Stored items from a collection
--- START ---

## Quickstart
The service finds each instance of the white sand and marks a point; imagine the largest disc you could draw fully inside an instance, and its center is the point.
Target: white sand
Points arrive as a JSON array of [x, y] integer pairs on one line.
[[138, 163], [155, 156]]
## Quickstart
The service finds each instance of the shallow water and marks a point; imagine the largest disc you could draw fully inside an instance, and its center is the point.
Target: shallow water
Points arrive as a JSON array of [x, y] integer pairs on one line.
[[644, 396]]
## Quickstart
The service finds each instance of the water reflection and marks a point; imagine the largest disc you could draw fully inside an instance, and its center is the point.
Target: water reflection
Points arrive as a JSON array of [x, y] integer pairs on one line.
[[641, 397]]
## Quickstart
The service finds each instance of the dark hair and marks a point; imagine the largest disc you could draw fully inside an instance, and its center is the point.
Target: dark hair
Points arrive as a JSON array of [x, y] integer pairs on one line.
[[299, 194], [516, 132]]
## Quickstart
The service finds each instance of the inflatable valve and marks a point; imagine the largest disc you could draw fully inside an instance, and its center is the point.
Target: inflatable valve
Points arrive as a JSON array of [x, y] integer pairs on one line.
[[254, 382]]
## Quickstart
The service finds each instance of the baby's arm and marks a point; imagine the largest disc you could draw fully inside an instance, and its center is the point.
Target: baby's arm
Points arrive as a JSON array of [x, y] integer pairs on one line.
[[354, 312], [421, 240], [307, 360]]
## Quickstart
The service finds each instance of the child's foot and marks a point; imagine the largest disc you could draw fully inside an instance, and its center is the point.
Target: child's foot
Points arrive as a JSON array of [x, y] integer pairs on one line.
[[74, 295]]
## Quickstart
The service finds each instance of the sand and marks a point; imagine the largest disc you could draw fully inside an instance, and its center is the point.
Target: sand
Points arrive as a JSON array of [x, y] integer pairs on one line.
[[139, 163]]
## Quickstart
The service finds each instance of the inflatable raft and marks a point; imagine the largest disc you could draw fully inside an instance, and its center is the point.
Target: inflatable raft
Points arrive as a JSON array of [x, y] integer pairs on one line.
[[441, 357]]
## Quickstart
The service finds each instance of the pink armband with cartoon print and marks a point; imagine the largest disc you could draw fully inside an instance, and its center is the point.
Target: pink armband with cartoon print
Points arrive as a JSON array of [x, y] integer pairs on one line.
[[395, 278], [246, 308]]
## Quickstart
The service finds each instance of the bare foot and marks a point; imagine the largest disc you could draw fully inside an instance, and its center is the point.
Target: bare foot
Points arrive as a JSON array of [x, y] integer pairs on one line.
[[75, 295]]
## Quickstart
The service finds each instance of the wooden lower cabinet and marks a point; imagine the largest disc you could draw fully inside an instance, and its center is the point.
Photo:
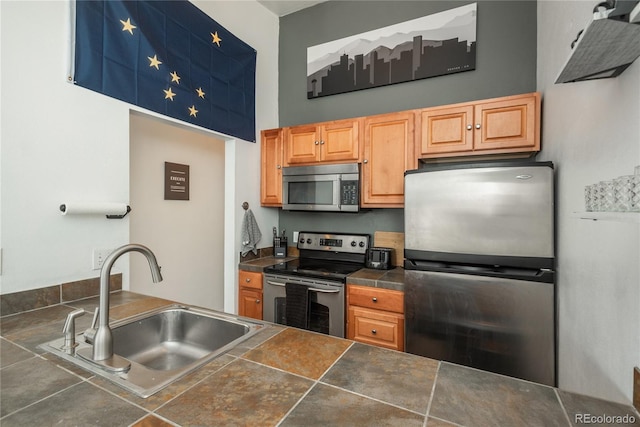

--- END ---

* **Problem**: The expected answer is every line in the data above that carries the string "shallow".

* **Solution**:
The service finds each instance of the shallow water and marks a point; imagine the largest disc you could draw fully inside an instance, and its center is the point.
Target: shallow water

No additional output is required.